O Superior Tribunal de Justiça (STJ) reafirmou entendimento importante para credores em processos de recuperação de ativos: o prazo para o devedor pagar a dívida fiduciária começa a contar a partir do momento em que a liminar de busca e apreensão é executada, não da data da sentença ou do ajuizamento da ação.
Em financiamentos de bens móveis (veículos, máquinas e equipamentos), a dívida fiduciária representa a obrigação do devedor de pagar o saldo devedor após a retomada da garantia. O prazo concedido ao devedor para quitar esse valor antes que o credor venda o bem é um ponto crítico nos procedimentos de recuperação extrajudicial e judicial.
A questão que chegou ao STJ envolvia a interpretação sobre quando exatamente esse prazo começa a correr. O entendimento que prevaleceu é o de que a contagem não se inicia nem na data do ajuizamento da ação nem na prolação da sentença, mas sim no momento da efetiva execução da liminar — ou seja, quando o bem é de fato apreendido.
Essa distinção é importante porque afeta diretamente o calendário processual. Se o prazo começasse a correr antes da execução da liminar, o devedor teria um período de incerteza jurídica prolongado. Ao contrário, vinculá-lo à execução da medida cautelar garante que o contador de tempo comece apenas quando houver fato concreto — a retomada do bem.
-*-
Verifique sua compreensão.
(1) Indique se cada afirmação concorda com o texto sobre o prazo da dívida fiduciária, respondendo sim ou não e citando as palavras do texto que decidem a questão: (a) o prazo para o devedor pagar começa a contar na data da sentença; (b) veículos, máquinas e equipamentos são mencionados como bens móveis financiados; (c) a contagem se inicia quando o bem é efetivamente apreendido.
(2) Dê prosseguimento ao texto sobre o prazo da dívida fiduciária, começando logo após a última frase apresentada.

[Dados armazenados]
-*-
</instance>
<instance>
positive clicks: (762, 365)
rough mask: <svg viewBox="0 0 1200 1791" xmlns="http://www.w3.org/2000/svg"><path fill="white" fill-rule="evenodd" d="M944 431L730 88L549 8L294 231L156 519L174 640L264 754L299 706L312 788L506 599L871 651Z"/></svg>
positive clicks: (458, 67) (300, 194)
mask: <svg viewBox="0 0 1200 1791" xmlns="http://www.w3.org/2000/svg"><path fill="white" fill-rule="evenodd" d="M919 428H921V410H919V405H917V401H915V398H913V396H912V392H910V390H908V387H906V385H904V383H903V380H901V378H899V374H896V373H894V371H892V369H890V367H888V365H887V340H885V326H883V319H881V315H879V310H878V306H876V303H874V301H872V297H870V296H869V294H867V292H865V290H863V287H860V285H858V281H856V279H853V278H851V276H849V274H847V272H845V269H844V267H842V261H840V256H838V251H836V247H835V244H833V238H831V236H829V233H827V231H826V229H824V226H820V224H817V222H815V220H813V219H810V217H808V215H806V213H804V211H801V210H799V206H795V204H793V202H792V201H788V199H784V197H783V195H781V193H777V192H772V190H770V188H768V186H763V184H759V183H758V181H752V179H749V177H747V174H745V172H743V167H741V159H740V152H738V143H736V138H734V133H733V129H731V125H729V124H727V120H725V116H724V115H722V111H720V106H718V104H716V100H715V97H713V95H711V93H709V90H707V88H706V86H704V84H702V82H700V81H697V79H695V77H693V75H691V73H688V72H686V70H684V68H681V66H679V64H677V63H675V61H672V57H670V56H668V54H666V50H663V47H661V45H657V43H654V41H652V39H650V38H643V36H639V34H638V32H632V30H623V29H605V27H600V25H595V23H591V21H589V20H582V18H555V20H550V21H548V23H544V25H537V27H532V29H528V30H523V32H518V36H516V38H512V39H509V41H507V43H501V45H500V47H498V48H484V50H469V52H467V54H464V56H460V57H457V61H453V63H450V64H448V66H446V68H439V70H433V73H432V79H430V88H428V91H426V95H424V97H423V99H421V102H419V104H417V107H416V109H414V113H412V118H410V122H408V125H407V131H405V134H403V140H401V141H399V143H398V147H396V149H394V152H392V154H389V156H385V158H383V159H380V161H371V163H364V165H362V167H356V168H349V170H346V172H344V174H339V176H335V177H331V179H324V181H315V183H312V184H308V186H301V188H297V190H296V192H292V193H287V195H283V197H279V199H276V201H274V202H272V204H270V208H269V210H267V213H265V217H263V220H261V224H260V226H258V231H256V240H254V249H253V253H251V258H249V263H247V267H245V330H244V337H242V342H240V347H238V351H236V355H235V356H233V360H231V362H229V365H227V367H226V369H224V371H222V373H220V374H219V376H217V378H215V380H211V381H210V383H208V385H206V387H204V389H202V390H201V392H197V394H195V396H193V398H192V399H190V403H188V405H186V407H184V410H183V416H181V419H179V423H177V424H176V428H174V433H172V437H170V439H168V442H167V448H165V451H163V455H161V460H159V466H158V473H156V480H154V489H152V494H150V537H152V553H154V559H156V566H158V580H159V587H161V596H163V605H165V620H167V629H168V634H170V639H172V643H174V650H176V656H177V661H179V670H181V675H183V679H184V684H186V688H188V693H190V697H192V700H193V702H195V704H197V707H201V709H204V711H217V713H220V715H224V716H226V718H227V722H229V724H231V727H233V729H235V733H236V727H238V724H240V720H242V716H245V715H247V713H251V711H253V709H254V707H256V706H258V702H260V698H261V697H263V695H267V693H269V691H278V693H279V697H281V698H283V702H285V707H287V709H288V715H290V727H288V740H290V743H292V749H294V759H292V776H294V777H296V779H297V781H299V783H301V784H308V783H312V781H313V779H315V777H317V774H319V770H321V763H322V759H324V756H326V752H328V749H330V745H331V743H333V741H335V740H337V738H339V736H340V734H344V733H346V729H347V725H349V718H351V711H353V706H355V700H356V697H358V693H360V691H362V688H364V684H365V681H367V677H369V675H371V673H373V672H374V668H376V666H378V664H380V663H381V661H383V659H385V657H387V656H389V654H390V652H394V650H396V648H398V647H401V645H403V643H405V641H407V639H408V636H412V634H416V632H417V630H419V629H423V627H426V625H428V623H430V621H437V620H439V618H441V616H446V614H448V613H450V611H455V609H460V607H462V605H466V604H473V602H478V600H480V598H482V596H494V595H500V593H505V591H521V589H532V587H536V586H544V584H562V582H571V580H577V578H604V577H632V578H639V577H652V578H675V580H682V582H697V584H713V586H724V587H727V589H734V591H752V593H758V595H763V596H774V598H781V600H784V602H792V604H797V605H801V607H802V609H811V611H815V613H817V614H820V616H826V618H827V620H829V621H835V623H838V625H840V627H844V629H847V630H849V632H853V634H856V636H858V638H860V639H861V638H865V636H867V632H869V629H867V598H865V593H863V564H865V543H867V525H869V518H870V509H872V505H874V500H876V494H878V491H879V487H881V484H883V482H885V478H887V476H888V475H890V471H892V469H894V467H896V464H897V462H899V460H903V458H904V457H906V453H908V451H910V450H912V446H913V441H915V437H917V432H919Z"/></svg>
-*-
Respostas dos exercícios.
(1)
(a) Não: "não da data da sentença ou do ajuizamento da ação".
(b) Sim: "Em financiamentos de bens móveis (veículos, máquinas e equipamentos)".
(c) Sim: "ou seja, quando o bem é de fato apreendido".

(2)
A decisão reforça a segurança jurídica do procedimento fiduciário e beneficia credores ao eliminar margens interpretativas que poderiam resultar em conflitos sobre prazos. Além disso, alinha a prática judicial com a lógica contratual: o devedor tem oportunidade de pagar somente após perder efetivamente o uso do bem, o que é o ponto de mudança real na relação obrigacional.
Para operadores de recuperação, isso significa que a documentação da data e hora de execução da liminar deve ser precisa e bem registrada nos autos. Qualquer falha nesse registro pode gerar questionamentos posteriores sobre quando de fato o prazo começou a correr, abrindo brechas para contestação.
Credores e operadores de recuperação devem garantir que o termo de execução da liminar de busca e apreensão seja minuciosamente documentado — com data, hora e assinatura de terceiro independente quando possível. Essa boa prática evita que devedores questionem, em fase de execução ou recurso, quando realmente começou a contagem do prazo para pagamento da dívida fiduciária. Revisar procedimentos internos para reforçar esse ponto é essencial para blindar o processo contra futuras alegações de nulidade ou atraso.